Named region outline entries:
● ● ● ● ● ● ●

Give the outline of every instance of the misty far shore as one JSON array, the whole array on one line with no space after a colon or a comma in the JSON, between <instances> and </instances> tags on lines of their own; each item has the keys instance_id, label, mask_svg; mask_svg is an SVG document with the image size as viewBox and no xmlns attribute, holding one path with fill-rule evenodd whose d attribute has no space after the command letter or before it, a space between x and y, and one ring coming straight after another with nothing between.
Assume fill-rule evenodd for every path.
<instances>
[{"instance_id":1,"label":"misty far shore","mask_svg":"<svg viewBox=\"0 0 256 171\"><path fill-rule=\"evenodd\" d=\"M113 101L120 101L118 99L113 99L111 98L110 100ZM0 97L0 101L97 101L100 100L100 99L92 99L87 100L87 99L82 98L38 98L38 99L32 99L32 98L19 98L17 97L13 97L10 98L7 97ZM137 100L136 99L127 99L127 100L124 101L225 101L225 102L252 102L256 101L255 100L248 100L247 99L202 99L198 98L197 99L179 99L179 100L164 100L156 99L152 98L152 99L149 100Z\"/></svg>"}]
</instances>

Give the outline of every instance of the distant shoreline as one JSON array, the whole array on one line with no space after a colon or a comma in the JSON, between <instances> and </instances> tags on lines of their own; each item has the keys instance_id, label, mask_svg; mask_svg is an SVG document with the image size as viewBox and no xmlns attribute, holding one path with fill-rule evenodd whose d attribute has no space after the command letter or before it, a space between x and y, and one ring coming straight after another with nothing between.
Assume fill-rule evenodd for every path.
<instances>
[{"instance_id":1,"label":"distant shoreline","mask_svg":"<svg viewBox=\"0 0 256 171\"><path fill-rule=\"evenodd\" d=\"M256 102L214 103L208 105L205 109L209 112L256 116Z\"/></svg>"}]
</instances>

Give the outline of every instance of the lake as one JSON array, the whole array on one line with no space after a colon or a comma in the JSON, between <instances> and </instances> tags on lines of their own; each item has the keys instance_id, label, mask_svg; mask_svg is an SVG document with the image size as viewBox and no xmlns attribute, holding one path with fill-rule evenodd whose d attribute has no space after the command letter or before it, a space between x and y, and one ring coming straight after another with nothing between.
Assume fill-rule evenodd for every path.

● ● ● ● ● ● ●

__Short exercise__.
Rewrite all of the entries above, replacing each occurrence of "Assume" with "Use" and keeping every other part identical.

__The solution__.
Give the outline of every instance of the misty far shore as one JSON array, the whole array on one line with no space after a colon or a comma in the JSON, between <instances> and </instances> tags on lines of their own; each item has the keys instance_id, label, mask_svg; mask_svg is an SVG document with the image size as viewBox and no xmlns attribute, holding one path with fill-rule evenodd whose d attribute has no space after the command letter or before it, a space between x and y, and one ring coming straight after another with nothing between.
Use fill-rule evenodd for every path.
<instances>
[{"instance_id":1,"label":"misty far shore","mask_svg":"<svg viewBox=\"0 0 256 171\"><path fill-rule=\"evenodd\" d=\"M113 101L120 101L118 99L113 99L111 98L110 100ZM0 97L0 101L97 101L100 100L100 99L92 99L87 100L87 99L82 98L38 98L38 99L32 99L32 98L19 98L17 97L13 97L10 98L7 97ZM137 100L136 99L127 99L127 100L124 101L225 101L225 102L252 102L256 101L255 100L248 100L247 99L202 99L198 98L197 99L179 99L179 100L164 100L156 99L152 98L152 99L149 100Z\"/></svg>"}]
</instances>

Give the outline of every instance of the distant shoreline as one JSON array, the whole array on one line with no space after a colon or a comma in the JSON, between <instances> and </instances> tags on lines of their own; each item has the keys instance_id, label, mask_svg; mask_svg is an SVG document with the image size as viewBox and no xmlns attribute, holding one path with fill-rule evenodd whose d attribute has no space after the command letter or before it, a space between x and y, and one ring coming straight after another with nothing between.
Use fill-rule evenodd for every path.
<instances>
[{"instance_id":1,"label":"distant shoreline","mask_svg":"<svg viewBox=\"0 0 256 171\"><path fill-rule=\"evenodd\" d=\"M256 102L214 103L208 105L205 109L209 112L256 116Z\"/></svg>"}]
</instances>

Give the outline of every instance of the lake as one JSON array, the whole array on one line with no space after a colon or a comma in the JSON, between <instances> and </instances> tags on lines of their own; each item has the keys instance_id, label, mask_svg; mask_svg is an SVG document with the image size as viewBox and no xmlns attribute, holding one path with fill-rule evenodd whose d attribute has no space after the command letter or before it, a space between x and y, and one ring coming straight after another with nothing between.
Use fill-rule evenodd for every path.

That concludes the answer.